BEGIN

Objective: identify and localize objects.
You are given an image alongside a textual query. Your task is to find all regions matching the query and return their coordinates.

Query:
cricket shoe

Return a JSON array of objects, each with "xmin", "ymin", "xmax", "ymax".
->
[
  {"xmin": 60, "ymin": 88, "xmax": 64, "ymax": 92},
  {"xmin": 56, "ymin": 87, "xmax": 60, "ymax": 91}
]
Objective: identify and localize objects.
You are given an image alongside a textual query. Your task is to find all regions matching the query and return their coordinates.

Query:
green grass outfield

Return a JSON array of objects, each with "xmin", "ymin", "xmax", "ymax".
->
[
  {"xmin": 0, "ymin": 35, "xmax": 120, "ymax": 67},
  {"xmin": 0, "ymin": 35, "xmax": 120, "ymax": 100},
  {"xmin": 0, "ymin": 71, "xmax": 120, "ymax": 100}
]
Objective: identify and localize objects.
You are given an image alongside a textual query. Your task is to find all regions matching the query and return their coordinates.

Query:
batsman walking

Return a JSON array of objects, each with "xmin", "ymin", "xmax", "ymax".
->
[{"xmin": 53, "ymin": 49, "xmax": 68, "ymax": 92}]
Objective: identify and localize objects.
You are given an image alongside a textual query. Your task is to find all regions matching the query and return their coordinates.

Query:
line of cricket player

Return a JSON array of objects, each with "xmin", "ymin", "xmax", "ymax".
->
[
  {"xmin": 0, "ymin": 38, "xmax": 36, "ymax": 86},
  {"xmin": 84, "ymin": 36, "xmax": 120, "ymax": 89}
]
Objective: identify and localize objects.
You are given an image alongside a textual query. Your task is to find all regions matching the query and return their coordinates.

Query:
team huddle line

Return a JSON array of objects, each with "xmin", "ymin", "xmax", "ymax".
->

END

> Work instructions: Return every line of the data above that contains the word "cricket".

> Solution to the problem:
cricket shoe
line of cricket player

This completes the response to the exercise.